====== SUPPLIED RECORDS

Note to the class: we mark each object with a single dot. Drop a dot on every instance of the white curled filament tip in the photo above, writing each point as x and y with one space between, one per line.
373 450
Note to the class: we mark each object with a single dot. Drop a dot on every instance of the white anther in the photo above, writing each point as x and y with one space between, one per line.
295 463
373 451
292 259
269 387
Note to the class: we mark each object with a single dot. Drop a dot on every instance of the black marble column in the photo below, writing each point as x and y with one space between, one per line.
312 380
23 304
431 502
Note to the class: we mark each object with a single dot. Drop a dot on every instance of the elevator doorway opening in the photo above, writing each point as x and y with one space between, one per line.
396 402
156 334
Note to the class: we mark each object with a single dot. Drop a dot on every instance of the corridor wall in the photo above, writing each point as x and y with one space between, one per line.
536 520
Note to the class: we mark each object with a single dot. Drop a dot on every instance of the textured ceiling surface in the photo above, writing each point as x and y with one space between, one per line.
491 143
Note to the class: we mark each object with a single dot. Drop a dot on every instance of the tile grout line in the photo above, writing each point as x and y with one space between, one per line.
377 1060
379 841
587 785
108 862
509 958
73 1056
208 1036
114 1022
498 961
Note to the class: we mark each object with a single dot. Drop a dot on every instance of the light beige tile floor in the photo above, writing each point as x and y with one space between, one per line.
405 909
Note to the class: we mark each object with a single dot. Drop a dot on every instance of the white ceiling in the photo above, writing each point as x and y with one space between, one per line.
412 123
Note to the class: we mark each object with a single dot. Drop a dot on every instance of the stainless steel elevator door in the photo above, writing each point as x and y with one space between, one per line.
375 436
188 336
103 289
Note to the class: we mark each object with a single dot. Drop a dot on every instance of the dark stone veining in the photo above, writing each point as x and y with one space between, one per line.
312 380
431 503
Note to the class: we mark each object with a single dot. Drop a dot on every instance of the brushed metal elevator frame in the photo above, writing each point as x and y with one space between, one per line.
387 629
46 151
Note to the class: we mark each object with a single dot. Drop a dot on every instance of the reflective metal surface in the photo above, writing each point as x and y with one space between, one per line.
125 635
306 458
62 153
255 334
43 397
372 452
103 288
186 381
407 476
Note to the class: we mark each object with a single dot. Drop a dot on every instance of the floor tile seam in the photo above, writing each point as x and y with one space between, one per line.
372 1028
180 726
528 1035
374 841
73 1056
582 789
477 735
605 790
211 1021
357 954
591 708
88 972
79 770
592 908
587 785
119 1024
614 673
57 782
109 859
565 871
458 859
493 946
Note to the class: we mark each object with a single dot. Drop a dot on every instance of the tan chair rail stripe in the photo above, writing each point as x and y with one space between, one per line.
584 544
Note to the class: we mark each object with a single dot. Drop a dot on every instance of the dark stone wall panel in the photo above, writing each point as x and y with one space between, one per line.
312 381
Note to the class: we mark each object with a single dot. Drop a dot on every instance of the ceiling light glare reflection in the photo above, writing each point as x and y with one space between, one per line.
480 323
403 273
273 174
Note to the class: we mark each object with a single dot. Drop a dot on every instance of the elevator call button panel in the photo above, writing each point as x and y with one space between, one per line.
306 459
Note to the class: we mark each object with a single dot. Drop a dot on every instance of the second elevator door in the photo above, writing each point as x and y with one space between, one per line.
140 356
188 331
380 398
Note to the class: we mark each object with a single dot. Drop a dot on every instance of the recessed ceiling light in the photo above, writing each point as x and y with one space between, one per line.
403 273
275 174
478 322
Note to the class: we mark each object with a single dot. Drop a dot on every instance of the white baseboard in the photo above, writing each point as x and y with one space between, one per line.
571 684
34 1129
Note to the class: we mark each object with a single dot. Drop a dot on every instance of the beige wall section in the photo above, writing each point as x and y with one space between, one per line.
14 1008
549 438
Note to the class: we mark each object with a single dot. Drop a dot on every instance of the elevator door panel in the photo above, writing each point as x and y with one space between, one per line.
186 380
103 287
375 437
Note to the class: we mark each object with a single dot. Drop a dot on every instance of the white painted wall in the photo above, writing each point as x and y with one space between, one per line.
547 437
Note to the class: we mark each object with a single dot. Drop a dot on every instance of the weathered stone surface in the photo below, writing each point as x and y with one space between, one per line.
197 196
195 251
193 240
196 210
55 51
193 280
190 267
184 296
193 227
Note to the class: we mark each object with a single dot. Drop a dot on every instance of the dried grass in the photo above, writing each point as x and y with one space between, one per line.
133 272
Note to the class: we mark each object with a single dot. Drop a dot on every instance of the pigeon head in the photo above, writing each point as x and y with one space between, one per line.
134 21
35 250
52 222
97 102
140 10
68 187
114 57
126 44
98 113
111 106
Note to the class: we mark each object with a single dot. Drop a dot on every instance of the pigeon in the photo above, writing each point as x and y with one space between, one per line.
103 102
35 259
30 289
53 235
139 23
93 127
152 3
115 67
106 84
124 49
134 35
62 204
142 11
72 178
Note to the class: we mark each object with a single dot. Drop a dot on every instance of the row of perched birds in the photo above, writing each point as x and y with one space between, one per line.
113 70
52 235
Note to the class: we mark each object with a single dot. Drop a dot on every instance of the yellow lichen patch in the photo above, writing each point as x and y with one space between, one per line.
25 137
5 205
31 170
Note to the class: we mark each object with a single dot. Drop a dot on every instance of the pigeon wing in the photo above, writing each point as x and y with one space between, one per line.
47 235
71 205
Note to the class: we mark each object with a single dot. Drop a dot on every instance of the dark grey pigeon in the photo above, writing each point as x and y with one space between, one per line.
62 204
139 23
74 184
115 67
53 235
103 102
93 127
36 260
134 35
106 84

============

SHORT EXERCISE -> Reproduce the data, keeping every line exactly the same.

RESULT FOR THIS TASK ->
Note to the class: we mark each object with a single dot. Drop a dot on every instance of the white curled filament tip in the photo above, writing each point as x and y with one space between, one per line.
373 450
Note to the class: we mark each object with a single dot. Drop a dot on every instance of the white anther in the photo above, writing each point as x and y with one space between, one per line.
295 463
373 451
292 259
269 387
Note to the class: we mark each object with a single dot. Drop a dot on every instance of the black marble column in the photo below, writing each point as x and y with one space between, one per line.
312 380
23 304
431 502
Note to the class: we mark each object with a single dot. Drop a dot on every instance of the elevator doorway opening in the photo above, writing each point as x and y with one space between, one per line.
396 402
156 334
Note to the class: we mark each object with a single dot. Drop a dot on every instance of the corridor wall in the photo above, writing each point as x and y with one space between, one per line.
536 520
Note to the class: we mark each object with a single dot. Drop a dot on every instance of the textured ceiling surface in the photo above, writing each point as x and y with one space between, one per line.
491 143
Note to the class: we mark each object with a single dot. Drop a dot on every instance of the tile grout line in the photo above, writing each point as x and y with one space between, one per line.
377 1060
379 841
587 785
108 862
509 958
73 1056
208 1036
114 1022
498 961
Note to the class: we mark each object with a single dot. Drop a dot on every instance of the light beige tile floor in the photo above, writing each point as x and y with one space between, one per line.
405 909
Note to the class: we mark each object with a single dot. Drop a dot on every instance of the white ceiling in the photo above, writing each point as x and y with one space between, one per line.
412 123
Note to the class: we mark each object with a single dot. Drop a dot on every instance of the stainless steel elevator door in the photo above, writing each point as x and y with one space between, one per line.
375 436
188 336
103 289
Note to the class: we mark each object with a single dot. Drop a dot on every instance of the dark stone veining in the photo above, writing each point as x and y with one space between, one per line.
312 380
431 503
Note to the class: we mark each object with a single dot. Drop a dot on every instance of the brushed metal elevator frame in the photo above, writing each point as x and y with one space between, one per line.
387 629
46 151
Note to the class: we mark each object with a single dot. Drop a dot on every instance of the reflective metal surface in the photo above, writing each point as x and y with one space between, one per line.
125 635
306 458
62 153
255 334
43 397
372 452
103 288
186 381
407 476
Note to the class: we mark each object with a single dot. Drop a dot on every instance of the floor tile seam in the photo above, writing each point as x and y with one space between, one per line.
372 1028
180 726
528 1035
374 841
73 1056
582 789
477 735
605 790
211 1021
357 954
591 708
88 972
79 770
592 908
587 785
119 1024
614 673
57 782
109 859
565 871
458 859
493 946
Note to the class: we mark each object with a single dot. Drop a dot on every instance of the tan chair rail stripe in the photo above, writing each point as x and y with one space between, one per line.
584 544
Note to the class: we mark each object with a single dot. Drop a dot on every instance of the dark stone wall panel in the photo above, writing each point as x and y with one space between, one per line.
312 381
Note to the class: we mark each object with a single dot. Drop a dot on every instance of the ceiling light glare reflection in the photo above, writing each point as x and y with one space between, one per line.
480 323
403 273
273 174
Note to the class: we mark each object with a single dot. Drop a dot on every instance of the elevator call button panel in the photo above, writing each point as x and y with one space between, one per line.
306 459
Note to the class: we mark each object with a single dot. Drop a dot on every instance of the second elevator door in the photo above, writing each point as x and y with one space between, one per line.
140 356
188 331
380 398
Note to the class: we mark each object with a single dot. Drop a dot on every instance of the recessed ceiling light in the photo above, writing each point as x and y with one space between, one per line.
403 273
275 174
478 322
Note to the class: we mark each object with a single dot. Drop a dot on every instance of the white baseboard in the photo above, writing each point as x and y with one space between, one per line.
571 684
34 1129
Note to the class: we mark each object with a single dot. Drop a dot on every instance of the beige wall section in the photo above, writing each point as x and y with one space between, one per line.
14 1008
549 438
Note to the class: we mark each object with a single dot. Drop a dot on every instance of the elevator door panel in the photo above, writing each point as x and y with one space between, one per line.
186 380
103 287
375 437
Note to the class: we mark each object with a single dot. Drop a dot on every instance of the white painted wall in the photo above, writing each point as x and y with one space between, one per line.
547 437
Note to the class: we mark each object with a single dot. Drop a dot on every instance of the weathered stone surface in the photo below, writing each point as x and y with one space between, one per line.
197 196
195 251
193 240
196 210
55 51
193 280
190 267
184 296
193 227
Note to the class: we mark each object with a single dot. Drop a dot on every instance of the dried grass in the photo above, writing each point as x and y with one space between, one per line.
133 272
Note to the class: we mark each object with a single dot. Drop a dot on every instance of the pigeon head in the photo above, writing each point as x and y with one space between, one per line.
134 21
35 250
52 222
97 102
140 10
68 187
114 57
126 44
98 113
111 106
Note to the class: we mark each object with a single dot. Drop a dot on every instance of the pigeon in the photo above, writing each point as x and y with one space between, one per line.
103 102
35 259
30 289
53 235
139 23
93 127
152 3
115 67
106 84
124 49
134 35
62 204
142 11
72 178
Note to the class: we mark each object with a single dot. Drop a dot on every instance of the row of perched birds in the photo above, writing each point as x and y with one space between, one per line.
113 70
52 235
Note to the class: we mark each object with a single dot. Drop a dot on every instance of the yellow lichen patch in the photo above, writing each point as x and y with one space between, one per line.
25 137
5 205
31 170
Note to the class: we mark each object with a single dot. Drop a dot on every instance of the pigeon wing in the photo above, writing each point as x and y with one space between, one per line.
47 235
71 205
Note to the class: we mark each object with a single dot. Drop a dot on every instance of the dark grey pigeon in the photo above, writing each point as x and y with one space between, one per line.
62 204
139 23
74 184
115 67
53 235
103 102
93 127
36 260
134 35
106 84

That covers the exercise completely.